* [TASK TO CARRY OUT] Return only the line that contains "Consider the photo above. For every instance of the pale" and each line after it, through the last line of the data below, copied exactly.

(Point localization data)

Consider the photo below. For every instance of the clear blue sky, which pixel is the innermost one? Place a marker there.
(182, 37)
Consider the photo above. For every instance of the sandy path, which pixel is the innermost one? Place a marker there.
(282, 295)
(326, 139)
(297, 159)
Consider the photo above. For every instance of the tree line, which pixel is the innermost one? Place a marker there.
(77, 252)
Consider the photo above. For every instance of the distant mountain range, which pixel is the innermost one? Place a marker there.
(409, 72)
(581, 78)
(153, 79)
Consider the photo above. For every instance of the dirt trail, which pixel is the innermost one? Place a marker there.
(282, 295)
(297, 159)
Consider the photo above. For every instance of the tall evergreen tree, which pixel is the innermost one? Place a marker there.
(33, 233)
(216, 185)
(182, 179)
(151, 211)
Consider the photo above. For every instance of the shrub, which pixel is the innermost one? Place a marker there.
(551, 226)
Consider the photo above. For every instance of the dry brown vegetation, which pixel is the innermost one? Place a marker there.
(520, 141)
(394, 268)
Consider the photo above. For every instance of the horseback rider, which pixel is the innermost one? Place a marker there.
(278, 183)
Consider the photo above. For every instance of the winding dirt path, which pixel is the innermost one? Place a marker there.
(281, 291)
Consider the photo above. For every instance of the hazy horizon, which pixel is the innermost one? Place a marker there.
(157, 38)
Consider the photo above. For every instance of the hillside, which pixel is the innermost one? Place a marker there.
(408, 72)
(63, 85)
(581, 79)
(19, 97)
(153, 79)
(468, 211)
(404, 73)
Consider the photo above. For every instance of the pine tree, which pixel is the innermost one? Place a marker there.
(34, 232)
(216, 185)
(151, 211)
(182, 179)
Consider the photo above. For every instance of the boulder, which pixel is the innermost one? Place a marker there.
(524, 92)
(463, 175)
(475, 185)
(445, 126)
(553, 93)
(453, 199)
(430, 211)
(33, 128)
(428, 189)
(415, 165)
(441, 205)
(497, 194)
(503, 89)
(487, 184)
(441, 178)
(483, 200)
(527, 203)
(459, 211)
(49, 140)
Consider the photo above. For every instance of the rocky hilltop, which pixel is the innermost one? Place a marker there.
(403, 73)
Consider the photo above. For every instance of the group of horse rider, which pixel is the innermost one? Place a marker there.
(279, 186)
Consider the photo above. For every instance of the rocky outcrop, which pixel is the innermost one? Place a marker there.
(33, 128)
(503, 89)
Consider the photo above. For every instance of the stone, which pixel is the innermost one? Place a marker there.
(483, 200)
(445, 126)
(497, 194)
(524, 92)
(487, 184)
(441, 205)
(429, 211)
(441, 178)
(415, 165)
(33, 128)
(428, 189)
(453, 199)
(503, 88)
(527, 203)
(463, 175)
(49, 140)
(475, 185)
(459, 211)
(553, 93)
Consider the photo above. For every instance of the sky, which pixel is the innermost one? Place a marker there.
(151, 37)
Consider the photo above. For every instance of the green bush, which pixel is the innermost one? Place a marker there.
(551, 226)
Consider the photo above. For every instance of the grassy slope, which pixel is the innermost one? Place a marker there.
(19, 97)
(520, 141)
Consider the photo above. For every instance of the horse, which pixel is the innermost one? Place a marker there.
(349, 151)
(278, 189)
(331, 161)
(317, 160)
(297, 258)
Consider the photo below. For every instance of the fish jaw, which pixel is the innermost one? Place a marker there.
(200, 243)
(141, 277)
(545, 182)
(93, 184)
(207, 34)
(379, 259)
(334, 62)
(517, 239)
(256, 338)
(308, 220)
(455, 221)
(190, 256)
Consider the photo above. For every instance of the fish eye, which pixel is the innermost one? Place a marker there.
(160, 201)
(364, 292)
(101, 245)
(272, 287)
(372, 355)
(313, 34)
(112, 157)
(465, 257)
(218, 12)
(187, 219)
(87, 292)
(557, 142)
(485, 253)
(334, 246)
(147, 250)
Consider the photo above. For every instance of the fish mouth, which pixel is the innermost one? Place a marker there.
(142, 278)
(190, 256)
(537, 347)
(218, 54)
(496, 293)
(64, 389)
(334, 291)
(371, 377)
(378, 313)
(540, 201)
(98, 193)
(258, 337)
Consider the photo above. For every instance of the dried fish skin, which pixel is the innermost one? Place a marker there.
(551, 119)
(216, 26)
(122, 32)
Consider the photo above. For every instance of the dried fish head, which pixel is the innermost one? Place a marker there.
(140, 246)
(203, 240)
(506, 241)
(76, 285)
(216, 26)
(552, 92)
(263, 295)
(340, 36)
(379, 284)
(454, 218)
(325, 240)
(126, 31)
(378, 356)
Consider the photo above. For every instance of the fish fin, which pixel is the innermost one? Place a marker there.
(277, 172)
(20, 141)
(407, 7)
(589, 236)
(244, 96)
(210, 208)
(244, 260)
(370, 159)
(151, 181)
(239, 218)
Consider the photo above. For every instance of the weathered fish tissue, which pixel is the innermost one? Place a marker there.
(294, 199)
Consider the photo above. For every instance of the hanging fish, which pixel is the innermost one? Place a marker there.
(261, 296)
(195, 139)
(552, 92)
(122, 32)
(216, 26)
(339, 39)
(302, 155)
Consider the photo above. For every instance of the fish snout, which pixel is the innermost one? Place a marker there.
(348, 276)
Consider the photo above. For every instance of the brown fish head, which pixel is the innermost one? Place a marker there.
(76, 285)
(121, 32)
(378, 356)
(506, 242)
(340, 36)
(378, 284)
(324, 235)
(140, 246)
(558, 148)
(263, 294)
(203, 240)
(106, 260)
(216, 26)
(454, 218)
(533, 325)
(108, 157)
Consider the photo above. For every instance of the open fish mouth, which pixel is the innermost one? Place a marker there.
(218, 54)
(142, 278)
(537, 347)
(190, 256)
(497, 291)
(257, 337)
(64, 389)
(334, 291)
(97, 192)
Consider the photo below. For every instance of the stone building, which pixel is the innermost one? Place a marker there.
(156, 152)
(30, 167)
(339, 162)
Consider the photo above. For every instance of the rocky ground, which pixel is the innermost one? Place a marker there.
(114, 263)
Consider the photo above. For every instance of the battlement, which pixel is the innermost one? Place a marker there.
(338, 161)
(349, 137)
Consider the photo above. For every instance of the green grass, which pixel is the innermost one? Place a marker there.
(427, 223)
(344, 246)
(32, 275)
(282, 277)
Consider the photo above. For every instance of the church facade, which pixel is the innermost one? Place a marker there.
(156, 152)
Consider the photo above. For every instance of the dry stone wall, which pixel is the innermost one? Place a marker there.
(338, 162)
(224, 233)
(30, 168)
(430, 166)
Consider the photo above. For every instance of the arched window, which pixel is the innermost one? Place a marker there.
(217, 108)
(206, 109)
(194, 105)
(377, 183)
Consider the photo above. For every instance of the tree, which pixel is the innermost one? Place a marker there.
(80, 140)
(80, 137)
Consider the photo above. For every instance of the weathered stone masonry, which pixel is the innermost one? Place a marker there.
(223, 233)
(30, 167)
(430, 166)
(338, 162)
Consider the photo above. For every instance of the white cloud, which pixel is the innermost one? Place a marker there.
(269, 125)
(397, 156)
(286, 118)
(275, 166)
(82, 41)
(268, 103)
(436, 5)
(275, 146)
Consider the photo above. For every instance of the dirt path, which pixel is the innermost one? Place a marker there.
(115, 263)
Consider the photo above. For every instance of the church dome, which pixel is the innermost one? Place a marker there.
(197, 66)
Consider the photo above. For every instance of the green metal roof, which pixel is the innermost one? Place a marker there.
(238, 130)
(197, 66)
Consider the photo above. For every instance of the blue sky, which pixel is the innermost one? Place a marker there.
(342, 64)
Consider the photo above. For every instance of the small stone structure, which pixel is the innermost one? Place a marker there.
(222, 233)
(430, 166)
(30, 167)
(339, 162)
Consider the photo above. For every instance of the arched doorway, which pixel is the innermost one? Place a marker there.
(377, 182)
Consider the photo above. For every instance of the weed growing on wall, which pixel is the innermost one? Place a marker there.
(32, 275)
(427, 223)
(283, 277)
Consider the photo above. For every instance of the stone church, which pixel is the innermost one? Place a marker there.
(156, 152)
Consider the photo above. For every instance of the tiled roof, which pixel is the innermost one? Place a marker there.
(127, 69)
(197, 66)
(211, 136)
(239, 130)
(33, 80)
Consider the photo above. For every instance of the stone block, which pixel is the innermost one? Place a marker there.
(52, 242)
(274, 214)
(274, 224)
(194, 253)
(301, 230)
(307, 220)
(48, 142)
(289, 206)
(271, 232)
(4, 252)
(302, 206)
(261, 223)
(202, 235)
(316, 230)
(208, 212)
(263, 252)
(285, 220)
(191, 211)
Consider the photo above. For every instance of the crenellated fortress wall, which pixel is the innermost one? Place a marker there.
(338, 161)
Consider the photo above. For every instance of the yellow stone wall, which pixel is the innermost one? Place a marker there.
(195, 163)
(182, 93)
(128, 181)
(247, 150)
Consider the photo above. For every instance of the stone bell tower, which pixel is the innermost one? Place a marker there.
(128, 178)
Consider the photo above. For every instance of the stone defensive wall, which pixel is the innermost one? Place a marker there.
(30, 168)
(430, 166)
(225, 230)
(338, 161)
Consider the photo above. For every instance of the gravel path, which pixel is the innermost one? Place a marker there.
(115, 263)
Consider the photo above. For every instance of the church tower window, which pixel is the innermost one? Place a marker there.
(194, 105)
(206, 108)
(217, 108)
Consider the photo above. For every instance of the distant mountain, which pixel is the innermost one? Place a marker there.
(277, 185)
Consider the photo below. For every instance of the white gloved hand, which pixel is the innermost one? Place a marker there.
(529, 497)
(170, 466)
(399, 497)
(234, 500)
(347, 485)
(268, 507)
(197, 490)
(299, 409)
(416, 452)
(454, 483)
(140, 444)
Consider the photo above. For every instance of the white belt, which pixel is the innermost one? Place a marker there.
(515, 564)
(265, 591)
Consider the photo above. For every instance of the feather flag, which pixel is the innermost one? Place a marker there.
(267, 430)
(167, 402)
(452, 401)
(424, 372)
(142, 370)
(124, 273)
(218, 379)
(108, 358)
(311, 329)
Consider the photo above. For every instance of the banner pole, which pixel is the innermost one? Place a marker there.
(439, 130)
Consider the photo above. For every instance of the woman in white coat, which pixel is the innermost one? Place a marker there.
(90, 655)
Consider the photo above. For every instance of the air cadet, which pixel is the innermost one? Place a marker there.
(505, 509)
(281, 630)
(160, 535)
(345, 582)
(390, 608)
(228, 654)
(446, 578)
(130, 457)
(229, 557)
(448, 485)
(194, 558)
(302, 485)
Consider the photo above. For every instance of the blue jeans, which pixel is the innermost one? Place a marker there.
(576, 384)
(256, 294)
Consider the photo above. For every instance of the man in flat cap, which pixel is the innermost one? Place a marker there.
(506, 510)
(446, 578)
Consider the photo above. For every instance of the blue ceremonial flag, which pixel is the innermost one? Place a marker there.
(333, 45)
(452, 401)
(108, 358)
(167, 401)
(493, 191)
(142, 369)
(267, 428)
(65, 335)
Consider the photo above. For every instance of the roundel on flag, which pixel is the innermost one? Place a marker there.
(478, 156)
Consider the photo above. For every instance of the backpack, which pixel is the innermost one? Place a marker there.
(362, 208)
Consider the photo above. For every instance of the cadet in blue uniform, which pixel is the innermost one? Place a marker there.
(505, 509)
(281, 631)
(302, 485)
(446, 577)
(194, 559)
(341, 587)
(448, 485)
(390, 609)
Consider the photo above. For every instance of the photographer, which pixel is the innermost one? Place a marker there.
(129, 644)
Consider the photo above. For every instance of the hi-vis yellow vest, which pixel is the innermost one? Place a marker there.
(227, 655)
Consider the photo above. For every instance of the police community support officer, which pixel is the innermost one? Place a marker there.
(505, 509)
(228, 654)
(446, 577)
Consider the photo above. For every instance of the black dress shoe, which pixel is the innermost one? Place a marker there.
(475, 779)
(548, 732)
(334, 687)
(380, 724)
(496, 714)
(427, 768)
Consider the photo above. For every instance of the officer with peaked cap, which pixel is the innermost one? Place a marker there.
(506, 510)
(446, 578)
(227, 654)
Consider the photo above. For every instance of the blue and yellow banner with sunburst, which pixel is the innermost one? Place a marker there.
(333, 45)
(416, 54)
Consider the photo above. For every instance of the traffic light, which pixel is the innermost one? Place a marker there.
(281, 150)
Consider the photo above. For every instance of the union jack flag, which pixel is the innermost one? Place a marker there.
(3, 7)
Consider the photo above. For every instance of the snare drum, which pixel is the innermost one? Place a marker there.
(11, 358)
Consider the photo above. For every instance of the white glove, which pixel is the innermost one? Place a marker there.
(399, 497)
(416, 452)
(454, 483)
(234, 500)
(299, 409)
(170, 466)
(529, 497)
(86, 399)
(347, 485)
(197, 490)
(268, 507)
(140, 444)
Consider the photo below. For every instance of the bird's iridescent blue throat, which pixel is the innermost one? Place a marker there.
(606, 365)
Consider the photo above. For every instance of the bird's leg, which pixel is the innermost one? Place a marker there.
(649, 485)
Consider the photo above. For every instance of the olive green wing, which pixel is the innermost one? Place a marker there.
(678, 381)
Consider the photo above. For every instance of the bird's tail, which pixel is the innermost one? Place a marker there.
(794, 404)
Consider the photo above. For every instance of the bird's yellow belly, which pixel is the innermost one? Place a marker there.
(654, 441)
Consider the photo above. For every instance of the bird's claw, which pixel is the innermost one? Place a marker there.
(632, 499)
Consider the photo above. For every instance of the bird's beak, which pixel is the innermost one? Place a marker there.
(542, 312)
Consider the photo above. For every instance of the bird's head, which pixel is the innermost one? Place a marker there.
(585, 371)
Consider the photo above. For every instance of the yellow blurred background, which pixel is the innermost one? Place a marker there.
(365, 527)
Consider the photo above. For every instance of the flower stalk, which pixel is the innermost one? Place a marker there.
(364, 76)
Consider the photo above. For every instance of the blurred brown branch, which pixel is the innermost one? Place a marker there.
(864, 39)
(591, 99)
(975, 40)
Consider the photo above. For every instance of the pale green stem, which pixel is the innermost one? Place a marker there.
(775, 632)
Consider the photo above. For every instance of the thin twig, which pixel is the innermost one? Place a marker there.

* [RESULT FOR THIS TASK]
Consider the photo above. For every instance of the pale green stem, which pixel is the innermost one? Place a marker there.
(775, 632)
Consider the photo above. For every instance of the thin twig, which pixel is the innermost one? Place a marker there.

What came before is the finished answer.